Text for analysis START

Hydrohertz launches Dectravalve, a patented multi-zone battery cooling system that reduces EV fast-charging times by up to 68% while improving range, lifespan and safety through precise temperature control
Hydrohertz has launched what it claims is a world-first battery cooling technology that could reduce EV fast-charging times by up to 68 percent while extending battery life and improving safety.
The company’s patented Dectravalve system uses intelligent multi-zone valve technology to precisely control temperatures across different parts of an EV battery pack, rather than treating it uniformly like conventional systems.
“Optimising the operating temperature of an EV battery is crucial to both its short- and long-term performance,” says Hydrohertz CTO Martyn Talbot. “Unlike traditional systems which treat the entire pack uniformly, the Dectravalve allows for targeted heating or cooling of individual modules within the battery.”
In testing conducted with Warwick Manufacturing Group, a 100kWh lithium iron phosphate battery equipped with Dectravalve maintained its hottest cell below 44.5°C with only a 2.6°C temperature difference across the entire pack during ultra-fast charging.
This contrasts sharply with typical fast-charging conditions where peak cell temperatures can reach 56°C and temperature variations exceed 12°C. When cells surpass 50°C, charging power must be reduced to prevent lithium plating and long-term damage, significantly extending overall charge times.

Text for analysis END
Listed records START

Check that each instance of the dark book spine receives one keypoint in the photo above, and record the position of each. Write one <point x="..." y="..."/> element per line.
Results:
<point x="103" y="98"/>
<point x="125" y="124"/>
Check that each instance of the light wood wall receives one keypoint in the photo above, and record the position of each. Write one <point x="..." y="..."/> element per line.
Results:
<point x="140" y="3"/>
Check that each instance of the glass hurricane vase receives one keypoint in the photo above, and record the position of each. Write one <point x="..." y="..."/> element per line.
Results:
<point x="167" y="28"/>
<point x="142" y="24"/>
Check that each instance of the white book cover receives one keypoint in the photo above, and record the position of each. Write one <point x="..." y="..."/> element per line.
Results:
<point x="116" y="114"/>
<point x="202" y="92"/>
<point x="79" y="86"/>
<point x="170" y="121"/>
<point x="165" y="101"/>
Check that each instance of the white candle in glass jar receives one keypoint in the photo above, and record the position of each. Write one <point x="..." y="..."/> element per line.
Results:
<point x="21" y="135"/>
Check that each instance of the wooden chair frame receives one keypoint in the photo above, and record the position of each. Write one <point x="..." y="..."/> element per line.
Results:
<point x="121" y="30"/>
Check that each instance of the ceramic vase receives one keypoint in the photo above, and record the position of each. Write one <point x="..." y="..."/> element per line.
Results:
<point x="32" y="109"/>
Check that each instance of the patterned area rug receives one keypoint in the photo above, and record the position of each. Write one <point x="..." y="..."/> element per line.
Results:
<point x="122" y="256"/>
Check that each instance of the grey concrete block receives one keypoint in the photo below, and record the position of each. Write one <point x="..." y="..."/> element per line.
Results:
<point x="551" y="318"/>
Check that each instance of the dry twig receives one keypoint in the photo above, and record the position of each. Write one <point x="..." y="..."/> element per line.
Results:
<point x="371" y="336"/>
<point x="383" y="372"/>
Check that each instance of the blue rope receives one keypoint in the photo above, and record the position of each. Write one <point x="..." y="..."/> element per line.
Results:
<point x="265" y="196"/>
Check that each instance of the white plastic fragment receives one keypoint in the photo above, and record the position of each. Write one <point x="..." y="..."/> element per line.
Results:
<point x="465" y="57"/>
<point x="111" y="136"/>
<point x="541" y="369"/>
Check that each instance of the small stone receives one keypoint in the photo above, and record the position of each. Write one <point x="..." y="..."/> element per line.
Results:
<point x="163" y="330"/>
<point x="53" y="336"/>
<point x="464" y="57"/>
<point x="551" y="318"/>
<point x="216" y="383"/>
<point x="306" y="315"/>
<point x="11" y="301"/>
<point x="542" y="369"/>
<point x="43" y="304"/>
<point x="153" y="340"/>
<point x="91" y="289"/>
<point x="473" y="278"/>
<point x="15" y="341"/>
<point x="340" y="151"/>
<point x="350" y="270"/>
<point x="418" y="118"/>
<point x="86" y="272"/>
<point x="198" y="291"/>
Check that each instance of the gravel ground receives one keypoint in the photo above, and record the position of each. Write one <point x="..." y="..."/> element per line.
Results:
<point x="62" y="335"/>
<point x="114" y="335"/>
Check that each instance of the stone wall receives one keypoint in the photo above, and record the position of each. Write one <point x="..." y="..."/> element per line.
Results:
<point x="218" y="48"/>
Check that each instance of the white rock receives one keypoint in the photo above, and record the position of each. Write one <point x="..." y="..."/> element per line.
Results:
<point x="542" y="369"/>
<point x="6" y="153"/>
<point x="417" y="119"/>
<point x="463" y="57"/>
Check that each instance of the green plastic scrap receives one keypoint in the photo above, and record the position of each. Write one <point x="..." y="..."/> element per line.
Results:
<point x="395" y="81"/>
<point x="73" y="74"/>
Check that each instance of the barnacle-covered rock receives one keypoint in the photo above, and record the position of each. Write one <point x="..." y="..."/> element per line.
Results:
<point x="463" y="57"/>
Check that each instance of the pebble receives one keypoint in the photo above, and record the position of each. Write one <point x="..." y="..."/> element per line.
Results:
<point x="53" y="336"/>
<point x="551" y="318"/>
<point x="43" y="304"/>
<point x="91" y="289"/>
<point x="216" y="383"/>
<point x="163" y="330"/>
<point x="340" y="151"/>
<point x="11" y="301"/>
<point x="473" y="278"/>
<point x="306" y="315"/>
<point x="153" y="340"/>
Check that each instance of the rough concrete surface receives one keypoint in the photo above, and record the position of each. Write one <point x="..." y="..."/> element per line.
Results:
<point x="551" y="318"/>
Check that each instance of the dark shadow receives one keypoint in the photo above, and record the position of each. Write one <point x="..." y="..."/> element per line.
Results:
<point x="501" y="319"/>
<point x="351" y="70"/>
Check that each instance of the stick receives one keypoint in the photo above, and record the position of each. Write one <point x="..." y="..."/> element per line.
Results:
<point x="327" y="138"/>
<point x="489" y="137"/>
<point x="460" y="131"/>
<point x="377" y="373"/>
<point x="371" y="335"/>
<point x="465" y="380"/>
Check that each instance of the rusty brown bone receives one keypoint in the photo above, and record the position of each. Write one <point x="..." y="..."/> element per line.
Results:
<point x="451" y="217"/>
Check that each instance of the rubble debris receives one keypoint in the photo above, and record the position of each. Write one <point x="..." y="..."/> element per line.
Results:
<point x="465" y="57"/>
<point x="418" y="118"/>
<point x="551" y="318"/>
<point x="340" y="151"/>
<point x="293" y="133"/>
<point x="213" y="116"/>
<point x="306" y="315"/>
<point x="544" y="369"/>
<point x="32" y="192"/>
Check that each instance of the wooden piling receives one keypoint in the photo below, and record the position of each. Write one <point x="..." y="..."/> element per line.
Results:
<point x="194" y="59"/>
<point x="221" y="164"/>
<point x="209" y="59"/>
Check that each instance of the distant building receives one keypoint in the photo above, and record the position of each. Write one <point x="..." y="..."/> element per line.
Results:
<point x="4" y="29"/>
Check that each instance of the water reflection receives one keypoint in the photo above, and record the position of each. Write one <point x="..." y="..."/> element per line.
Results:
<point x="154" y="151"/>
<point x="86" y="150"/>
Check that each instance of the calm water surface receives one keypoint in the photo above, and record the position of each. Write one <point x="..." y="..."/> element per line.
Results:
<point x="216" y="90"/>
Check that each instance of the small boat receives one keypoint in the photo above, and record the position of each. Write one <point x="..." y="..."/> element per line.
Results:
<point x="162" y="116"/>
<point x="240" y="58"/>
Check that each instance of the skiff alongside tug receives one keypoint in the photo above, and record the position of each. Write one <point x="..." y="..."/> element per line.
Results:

Listed records END

**Goal of the exercise:**
Continue the text about the Dectravalve battery cooling system, starting after its final sentence.

**Solved exercise:**
The Dectravalve-equipped battery remained in what the company calls the “optimum high-power zone” throughout testing, with every module performing at peak efficiency.
“In our testing, we kept battery cells within just 2-3°C, which translates directly into faster charging, longer battery life, and critically, enhanced safety,” says Talbot.
According to Hydrohertz, the technology could reduce a typical 30-minute charge on a 350kW fast charger to approximately 10 minutes, bringing EV charging times close to conventional refuelling. The system could also deliver up to 10 percent more real-world driving range by maintaining optimal cell temperatures during all operating conditions.
“The Dectravalve solves a fundamental problem of EV battery thermal management systems – how to achieve true independent zone control of temperature without the complexity, weight, and energy waste of multiple valve arrays,” Talbot says. “Our innovation is elegantly simple: a single, digitally controlled unit that can manage four or more cooling zones separately.”
The system works by creating independent cooling loops for each zone, preventing warm coolant from leaking between zones and avoiding what Talbot described as a thermal ‘domino effect’ where hotspots spread across the pack.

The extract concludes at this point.